• _EXERCISE_
Once the line containing "every cabinet drawer" is found in the entries below, restate it and each following line word for word, stopping after the line containing "every white lower".

• _WORKING DATA_
****************
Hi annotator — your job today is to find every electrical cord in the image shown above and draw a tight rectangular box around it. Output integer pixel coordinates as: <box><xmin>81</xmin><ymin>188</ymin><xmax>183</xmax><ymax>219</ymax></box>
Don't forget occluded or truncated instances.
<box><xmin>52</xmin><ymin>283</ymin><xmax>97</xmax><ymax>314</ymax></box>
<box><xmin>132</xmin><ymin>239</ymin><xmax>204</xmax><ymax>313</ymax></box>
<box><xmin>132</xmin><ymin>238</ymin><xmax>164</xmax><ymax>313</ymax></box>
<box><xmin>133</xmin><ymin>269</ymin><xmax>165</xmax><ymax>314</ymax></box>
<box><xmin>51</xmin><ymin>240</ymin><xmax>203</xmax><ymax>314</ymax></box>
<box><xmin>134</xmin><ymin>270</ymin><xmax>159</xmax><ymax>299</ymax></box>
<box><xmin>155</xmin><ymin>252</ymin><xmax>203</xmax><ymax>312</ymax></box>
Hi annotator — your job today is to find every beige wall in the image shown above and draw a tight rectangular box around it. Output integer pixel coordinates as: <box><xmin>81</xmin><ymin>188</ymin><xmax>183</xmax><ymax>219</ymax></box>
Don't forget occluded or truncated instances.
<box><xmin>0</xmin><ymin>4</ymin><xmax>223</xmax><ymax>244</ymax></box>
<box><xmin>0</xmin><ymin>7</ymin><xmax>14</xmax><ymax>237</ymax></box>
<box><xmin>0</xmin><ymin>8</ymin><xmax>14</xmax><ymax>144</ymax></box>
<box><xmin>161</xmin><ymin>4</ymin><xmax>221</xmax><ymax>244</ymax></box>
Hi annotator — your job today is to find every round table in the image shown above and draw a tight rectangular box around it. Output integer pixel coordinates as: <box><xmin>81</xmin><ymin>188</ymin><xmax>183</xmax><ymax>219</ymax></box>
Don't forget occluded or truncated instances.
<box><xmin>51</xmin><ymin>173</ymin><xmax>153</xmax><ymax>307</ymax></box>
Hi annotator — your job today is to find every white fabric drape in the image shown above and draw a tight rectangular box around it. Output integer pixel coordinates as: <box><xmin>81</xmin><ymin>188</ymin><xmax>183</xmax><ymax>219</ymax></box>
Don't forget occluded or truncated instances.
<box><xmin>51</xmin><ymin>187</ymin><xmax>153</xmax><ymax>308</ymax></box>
****************
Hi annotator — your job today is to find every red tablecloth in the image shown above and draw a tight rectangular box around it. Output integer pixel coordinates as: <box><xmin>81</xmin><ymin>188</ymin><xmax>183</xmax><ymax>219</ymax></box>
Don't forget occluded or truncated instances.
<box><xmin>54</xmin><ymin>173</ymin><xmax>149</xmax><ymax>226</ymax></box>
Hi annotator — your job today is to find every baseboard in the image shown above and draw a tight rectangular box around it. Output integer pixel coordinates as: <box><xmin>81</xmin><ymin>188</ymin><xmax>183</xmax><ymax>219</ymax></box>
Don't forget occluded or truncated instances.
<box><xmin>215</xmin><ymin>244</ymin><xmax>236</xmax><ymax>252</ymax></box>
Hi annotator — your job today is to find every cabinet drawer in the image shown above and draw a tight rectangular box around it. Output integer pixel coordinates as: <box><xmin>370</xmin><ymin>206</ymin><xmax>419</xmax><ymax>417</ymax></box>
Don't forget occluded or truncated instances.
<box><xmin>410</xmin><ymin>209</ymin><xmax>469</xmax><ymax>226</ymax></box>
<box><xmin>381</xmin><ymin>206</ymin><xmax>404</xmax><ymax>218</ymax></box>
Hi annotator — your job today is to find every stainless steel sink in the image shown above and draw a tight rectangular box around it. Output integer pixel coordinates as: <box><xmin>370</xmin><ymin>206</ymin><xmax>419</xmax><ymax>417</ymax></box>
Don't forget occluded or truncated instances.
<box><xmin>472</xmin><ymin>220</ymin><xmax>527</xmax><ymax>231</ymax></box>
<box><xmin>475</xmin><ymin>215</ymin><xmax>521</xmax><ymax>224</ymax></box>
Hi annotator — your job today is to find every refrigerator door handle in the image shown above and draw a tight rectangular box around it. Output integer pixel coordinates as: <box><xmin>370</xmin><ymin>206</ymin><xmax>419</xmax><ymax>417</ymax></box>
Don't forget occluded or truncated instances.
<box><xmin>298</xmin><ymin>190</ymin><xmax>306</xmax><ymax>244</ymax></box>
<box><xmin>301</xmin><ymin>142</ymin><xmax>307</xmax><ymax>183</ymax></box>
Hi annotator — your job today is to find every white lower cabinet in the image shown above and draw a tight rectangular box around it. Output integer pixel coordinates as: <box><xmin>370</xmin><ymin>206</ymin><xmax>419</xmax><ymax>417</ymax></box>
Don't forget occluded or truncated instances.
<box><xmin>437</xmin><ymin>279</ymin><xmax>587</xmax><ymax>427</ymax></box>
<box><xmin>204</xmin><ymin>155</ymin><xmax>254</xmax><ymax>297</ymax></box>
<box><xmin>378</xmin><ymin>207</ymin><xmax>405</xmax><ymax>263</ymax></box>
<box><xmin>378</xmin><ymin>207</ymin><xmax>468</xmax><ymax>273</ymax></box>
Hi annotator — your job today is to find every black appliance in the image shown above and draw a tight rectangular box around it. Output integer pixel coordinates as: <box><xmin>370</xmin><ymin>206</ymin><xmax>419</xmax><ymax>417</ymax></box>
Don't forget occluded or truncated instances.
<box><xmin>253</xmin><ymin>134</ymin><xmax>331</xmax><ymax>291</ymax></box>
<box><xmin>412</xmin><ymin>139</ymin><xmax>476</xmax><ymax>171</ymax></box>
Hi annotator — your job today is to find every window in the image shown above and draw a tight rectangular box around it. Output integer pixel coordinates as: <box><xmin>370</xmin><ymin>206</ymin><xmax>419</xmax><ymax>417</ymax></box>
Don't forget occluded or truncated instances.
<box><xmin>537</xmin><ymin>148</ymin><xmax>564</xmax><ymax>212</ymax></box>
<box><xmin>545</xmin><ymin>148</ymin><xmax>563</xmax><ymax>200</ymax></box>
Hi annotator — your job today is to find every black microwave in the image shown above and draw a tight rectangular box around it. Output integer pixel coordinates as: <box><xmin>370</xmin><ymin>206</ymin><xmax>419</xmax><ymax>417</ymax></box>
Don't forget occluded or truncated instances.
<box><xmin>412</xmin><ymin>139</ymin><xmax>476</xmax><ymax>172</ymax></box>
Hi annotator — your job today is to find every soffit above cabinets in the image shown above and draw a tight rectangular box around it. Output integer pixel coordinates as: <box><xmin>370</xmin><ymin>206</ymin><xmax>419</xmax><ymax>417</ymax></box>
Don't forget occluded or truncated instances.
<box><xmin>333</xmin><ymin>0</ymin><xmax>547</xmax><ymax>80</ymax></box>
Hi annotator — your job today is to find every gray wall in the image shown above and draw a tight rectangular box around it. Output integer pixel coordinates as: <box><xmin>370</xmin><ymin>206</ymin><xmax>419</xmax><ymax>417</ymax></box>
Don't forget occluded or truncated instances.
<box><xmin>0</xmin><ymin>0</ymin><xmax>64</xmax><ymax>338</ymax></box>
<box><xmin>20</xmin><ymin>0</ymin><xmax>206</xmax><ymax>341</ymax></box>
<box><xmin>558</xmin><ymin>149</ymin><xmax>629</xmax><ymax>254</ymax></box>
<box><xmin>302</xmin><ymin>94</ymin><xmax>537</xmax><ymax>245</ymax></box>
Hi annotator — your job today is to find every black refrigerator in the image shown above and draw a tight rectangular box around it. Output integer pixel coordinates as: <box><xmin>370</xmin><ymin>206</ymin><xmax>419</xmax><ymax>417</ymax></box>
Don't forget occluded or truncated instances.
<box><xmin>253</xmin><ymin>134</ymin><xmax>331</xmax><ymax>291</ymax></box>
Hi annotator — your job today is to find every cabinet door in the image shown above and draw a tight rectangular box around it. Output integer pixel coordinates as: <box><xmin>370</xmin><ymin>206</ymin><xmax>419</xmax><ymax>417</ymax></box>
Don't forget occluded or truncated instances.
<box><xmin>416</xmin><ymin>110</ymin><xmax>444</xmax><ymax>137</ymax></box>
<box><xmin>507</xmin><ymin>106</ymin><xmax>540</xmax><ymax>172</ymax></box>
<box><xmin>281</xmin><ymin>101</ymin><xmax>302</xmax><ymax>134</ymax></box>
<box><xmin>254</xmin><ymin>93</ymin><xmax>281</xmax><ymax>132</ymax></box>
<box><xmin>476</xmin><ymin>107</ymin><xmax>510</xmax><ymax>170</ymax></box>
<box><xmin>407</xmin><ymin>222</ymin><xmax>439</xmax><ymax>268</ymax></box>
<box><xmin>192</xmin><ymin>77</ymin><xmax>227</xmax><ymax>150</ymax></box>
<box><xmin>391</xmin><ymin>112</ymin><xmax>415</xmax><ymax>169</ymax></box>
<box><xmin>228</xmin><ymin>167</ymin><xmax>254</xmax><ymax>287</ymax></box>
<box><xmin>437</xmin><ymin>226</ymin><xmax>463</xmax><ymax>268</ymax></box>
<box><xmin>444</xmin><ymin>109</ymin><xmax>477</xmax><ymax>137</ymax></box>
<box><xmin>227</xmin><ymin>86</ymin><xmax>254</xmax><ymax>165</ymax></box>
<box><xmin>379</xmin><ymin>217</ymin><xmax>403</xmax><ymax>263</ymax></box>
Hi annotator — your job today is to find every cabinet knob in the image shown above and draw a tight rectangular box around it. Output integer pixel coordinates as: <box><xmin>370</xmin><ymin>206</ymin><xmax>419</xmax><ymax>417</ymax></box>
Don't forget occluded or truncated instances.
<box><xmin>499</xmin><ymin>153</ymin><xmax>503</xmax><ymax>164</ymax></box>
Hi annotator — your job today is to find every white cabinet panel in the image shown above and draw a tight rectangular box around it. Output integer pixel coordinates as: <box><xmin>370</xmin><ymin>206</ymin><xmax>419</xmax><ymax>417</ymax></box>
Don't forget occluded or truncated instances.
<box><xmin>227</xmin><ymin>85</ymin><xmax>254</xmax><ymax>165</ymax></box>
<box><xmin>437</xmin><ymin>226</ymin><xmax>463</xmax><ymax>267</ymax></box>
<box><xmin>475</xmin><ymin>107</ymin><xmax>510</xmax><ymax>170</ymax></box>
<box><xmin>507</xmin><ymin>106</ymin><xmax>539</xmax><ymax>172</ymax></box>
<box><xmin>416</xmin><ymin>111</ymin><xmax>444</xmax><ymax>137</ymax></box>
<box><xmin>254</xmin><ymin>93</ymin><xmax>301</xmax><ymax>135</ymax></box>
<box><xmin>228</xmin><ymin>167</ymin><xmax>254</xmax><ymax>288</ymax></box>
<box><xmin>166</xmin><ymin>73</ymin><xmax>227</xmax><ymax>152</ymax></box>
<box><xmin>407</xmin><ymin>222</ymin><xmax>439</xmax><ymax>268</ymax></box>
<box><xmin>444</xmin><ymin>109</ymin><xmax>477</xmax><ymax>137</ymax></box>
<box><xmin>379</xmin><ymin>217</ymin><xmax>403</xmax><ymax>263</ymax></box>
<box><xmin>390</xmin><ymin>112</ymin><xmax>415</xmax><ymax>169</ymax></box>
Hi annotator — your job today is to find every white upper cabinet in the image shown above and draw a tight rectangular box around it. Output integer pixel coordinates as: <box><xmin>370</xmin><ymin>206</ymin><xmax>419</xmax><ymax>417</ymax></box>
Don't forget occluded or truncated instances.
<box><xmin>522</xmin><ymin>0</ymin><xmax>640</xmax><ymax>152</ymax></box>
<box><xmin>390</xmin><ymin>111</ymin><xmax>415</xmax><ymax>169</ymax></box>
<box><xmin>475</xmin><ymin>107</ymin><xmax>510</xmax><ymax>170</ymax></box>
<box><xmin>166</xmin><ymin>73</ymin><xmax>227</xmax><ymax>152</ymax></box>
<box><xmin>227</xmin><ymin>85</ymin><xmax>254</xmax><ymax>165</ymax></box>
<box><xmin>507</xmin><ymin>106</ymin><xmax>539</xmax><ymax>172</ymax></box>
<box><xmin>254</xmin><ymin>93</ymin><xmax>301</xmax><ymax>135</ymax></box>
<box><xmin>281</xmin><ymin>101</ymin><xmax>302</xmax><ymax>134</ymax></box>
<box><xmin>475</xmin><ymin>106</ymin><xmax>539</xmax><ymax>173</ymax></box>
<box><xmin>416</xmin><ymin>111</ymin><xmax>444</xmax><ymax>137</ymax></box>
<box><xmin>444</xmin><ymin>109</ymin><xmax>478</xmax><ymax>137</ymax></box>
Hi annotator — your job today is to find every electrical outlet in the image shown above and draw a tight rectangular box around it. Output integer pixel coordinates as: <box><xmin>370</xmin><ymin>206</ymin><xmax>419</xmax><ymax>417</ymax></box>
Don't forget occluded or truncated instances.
****************
• _EXERCISE RESPONSE_
Hi annotator — your job today is to find every cabinet drawer in the image shown above and draw a tight rectangular box around it. Output integer pixel coordinates as: <box><xmin>370</xmin><ymin>206</ymin><xmax>419</xmax><ymax>417</ymax></box>
Don't forget occluded or truncated instances.
<box><xmin>410</xmin><ymin>209</ymin><xmax>469</xmax><ymax>226</ymax></box>
<box><xmin>381</xmin><ymin>206</ymin><xmax>404</xmax><ymax>218</ymax></box>
Hi annotator — your job today is to find every stainless steel sink in the image shown above and draw a tight rectangular box around it. Output integer pixel coordinates as: <box><xmin>370</xmin><ymin>206</ymin><xmax>419</xmax><ymax>417</ymax></box>
Don't forget occluded or truncated instances.
<box><xmin>472</xmin><ymin>220</ymin><xmax>527</xmax><ymax>231</ymax></box>
<box><xmin>475</xmin><ymin>215</ymin><xmax>521</xmax><ymax>224</ymax></box>
Hi annotator — your job today is to find every refrigerator door handle in the image shown above and draw a tight rectangular box around it. Output integer pixel coordinates as: <box><xmin>370</xmin><ymin>206</ymin><xmax>419</xmax><ymax>417</ymax></box>
Don't forget occluded or truncated instances.
<box><xmin>298</xmin><ymin>190</ymin><xmax>306</xmax><ymax>244</ymax></box>
<box><xmin>301</xmin><ymin>142</ymin><xmax>307</xmax><ymax>183</ymax></box>
Hi annotator — your job today is to find every white lower cabinet in the image shown above and draw a tight rectangular box around it. Output integer pixel coordinates as: <box><xmin>370</xmin><ymin>206</ymin><xmax>419</xmax><ymax>417</ymax></box>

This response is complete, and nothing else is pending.